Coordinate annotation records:

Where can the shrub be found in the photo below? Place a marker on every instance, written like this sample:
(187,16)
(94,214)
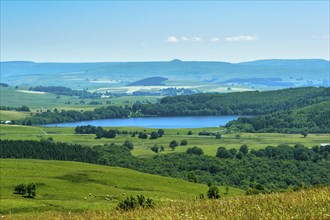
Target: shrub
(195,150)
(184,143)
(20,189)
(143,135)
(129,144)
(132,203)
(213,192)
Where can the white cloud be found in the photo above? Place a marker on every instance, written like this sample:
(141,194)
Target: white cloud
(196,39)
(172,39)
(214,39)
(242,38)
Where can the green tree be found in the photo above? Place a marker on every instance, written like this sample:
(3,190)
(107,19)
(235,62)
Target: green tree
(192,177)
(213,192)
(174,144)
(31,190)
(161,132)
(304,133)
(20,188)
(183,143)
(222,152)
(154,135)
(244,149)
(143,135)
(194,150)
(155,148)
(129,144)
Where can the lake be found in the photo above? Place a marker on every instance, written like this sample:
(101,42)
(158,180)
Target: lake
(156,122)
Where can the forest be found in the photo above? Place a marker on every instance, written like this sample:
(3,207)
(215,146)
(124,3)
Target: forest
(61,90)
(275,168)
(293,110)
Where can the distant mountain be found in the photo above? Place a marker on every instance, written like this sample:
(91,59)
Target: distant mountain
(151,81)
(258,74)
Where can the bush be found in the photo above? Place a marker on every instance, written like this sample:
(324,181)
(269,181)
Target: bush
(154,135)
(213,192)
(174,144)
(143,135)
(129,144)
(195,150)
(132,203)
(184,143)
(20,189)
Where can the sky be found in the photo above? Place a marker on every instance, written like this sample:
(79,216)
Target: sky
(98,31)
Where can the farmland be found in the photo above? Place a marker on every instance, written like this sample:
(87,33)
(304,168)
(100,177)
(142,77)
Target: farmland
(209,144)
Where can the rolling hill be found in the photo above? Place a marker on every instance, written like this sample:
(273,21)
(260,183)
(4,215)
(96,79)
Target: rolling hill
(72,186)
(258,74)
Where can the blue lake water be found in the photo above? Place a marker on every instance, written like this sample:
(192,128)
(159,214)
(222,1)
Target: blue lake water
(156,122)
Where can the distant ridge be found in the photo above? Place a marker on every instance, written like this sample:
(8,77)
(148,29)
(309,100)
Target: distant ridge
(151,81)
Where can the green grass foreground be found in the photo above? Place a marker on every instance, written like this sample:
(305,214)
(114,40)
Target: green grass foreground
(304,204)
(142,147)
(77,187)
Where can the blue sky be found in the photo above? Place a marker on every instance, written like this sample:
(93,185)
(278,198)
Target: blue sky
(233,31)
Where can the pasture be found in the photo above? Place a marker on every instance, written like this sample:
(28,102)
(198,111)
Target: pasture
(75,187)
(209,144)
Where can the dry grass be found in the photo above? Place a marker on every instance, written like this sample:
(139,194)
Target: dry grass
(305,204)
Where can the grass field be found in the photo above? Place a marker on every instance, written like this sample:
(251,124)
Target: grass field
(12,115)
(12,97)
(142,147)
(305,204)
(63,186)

==

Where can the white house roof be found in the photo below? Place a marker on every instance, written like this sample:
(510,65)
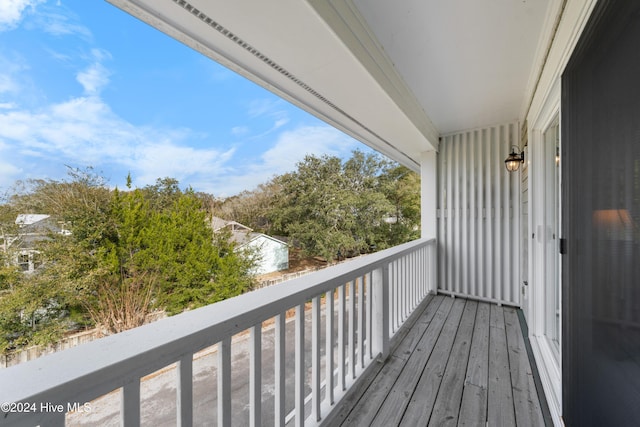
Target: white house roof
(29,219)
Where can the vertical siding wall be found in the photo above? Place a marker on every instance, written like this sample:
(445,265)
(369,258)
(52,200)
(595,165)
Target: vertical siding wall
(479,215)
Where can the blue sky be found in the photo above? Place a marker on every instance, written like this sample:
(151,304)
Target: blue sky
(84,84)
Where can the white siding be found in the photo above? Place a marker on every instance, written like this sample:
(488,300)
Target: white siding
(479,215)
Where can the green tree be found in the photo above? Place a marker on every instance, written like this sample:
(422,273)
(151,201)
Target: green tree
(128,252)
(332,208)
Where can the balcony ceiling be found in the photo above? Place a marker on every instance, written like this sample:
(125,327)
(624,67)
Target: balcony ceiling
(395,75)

#### Stated problem:
Report each line of the material that contains the string "roof", copying every such line in full.

#### Correct answer:
Where can the white house roof be found in the photo below? Place a marker on every instance, written like this sample:
Target: white house roof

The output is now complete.